ВАШЕ ЗАДАНИЕ 1: Определите в записях все строки, где в точности встречается слово «exactly», и выпишите эти строки без изменений.

Лекция № 7. Море неясности

   Идет XVI век. Век нашей национальной катастрофы. Мы попадаем в наезженную колею и едем. Едем по порочному циклу, по яновскому циклу развития России. Цикл состоит из трех стадий. Иногда стадии коротенькие, иногда — длинненькие, иногда это десятилетия, иногда это дни. Как повезет. Вернее, как не повезет. Потому что попасть в этот цикл, в астральное кольцо — большое невезение, а выбраться из него нам пока еще не удалось. Циклы отсчитываются с царствования Иоанна Грозного, хотя, в принципе, их можно отсчитывать с царствования Иоанна Третьего. Тогда у нас просто удлиняется первый цикл, первичный. Называется он «Звездный час автократии». Это апофеоз насилия, апофеоз несвободы. Это классика сначала авторитаризма, потом — тоталитаризма. В принципе, можно считать, что Иоанн Четвертый — это уже не авторитаризм. Авторитаризм — это Иоанн Третий.
   Чем отличается авторитаризм от абсолютизма? Абсолютизм станет хрустальной мечтой российских реформаторов. Они будут видеть абсолютизм во сне. И когда Европа отвергнет абсолютизм в конце XVIII века, яростно взбунтуется против абсолютизма и будет брыкаться, лягаться и делать очень много лишних и ненужных вещей, чтобы избежать этого самого абсолютизма, для России абсолютизм будет недостижимым, сказочным сном. Потому что у нас будет не автократия, у нас будет тоталитаризм. Можно считать, что, начиная с Иоанна Четвертого Васильевича, у нас классический тоталитаризм, паровой каток.
   Полное отсутствие экономической свободы. Полное отсутствие политической свободы. Можно считать, что это продлится до Александра Освободителя, то есть начиная с XVI века по XIX-ый (три с половиной века). Подольше, чем иго, похуже, чем иго.

ВАШЕ ЗАДАНИЕ 2: Верните дословно отрывок из лекции о русской истории: от слов «Идет XVI век.» по слова «это Иоанн Третий.» включительно.

[Собранные данные]

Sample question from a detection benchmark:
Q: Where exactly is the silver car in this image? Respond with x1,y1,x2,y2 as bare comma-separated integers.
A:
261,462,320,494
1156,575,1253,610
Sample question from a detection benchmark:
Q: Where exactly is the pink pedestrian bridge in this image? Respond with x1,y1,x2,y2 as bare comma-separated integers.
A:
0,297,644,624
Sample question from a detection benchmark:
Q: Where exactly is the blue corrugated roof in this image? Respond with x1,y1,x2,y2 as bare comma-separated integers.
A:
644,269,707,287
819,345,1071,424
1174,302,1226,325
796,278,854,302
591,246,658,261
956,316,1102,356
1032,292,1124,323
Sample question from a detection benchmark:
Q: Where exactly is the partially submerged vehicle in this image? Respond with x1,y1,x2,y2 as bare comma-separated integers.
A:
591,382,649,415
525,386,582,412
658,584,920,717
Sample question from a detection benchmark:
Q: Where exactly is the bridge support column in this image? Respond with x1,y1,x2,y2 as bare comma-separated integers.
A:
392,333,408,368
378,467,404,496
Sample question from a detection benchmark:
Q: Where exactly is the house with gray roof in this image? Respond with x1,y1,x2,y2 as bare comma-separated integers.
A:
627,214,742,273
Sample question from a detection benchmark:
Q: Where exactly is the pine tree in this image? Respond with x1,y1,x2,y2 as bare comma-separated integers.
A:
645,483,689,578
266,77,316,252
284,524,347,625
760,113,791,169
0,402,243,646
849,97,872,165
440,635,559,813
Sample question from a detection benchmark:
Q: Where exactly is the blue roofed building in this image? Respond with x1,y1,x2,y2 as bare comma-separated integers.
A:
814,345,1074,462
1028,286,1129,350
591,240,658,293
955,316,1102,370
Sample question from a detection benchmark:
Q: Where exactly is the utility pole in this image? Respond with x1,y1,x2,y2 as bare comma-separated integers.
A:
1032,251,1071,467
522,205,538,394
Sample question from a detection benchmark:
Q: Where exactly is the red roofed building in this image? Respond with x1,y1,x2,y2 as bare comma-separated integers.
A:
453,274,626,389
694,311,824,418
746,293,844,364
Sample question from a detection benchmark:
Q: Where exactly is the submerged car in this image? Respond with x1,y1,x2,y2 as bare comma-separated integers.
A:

ОТВЕТ НА ЗАДАНИЕ 1:
Q: Where exactly is the silver car in this image? Respond with x1,y1,x2,y2 as bare comma-separated integers.
Q: Where exactly is the pink pedestrian bridge in this image? Respond with x1,y1,x2,y2 as bare comma-separated integers.
Q: Where exactly is the blue corrugated roof in this image? Respond with x1,y1,x2,y2 as bare comma-separated integers.
Q: Where exactly is the partially submerged vehicle in this image? Respond with x1,y1,x2,y2 as bare comma-separated integers.
Q: Where exactly is the bridge support column in this image? Respond with x1,y1,x2,y2 as bare comma-separated integers.
Q: Where exactly is the house with gray roof in this image? Respond with x1,y1,x2,y2 as bare comma-separated integers.
Q: Where exactly is the pine tree in this image? Respond with x1,y1,x2,y2 as bare comma-separated integers.
Q: Where exactly is the blue roofed building in this image? Respond with x1,y1,x2,y2 as bare comma-separated integers.
Q: Where exactly is the utility pole in this image? Respond with x1,y1,x2,y2 as bare comma-separated integers.
Q: Where exactly is the red roofed building in this image? Respond with x1,y1,x2,y2 as bare comma-separated integers.
Q: Where exactly is the submerged car in this image? Respond with x1,y1,x2,y2 as bare comma-separated integers.

ОТВЕТ НА ЗАДАНИЕ 2:
Идет XVI век. Век нашей национальной катастрофы. Мы попадаем в наезженную колею и едем. Едем по порочному циклу, по яновскому циклу развития России. Цикл состоит из трех стадий. Иногда стадии коротенькие, иногда — длинненькие, иногда это десятилетия, иногда это дни. Как повезет. Вернее, как не повезет. Потому что попасть в этот цикл, в астральное кольцо — большое невезение, а выбраться из него нам пока еще не удалось. Циклы отсчитываются с царствования Иоанна Грозного, хотя, в принципе, их можно отсчитывать с царствования Иоанна Третьего. Тогда у нас просто удлиняется первый цикл, первичный. Называется он «Звездный час автократии». Это апофеоз насилия, апофеоз несвободы. Это классика сначала авторитаризма, потом — тоталитаризма. В принципе, можно считать, что Иоанн Четвертый — это уже не авторитаризм. Авторитаризм — это Иоанн Третий.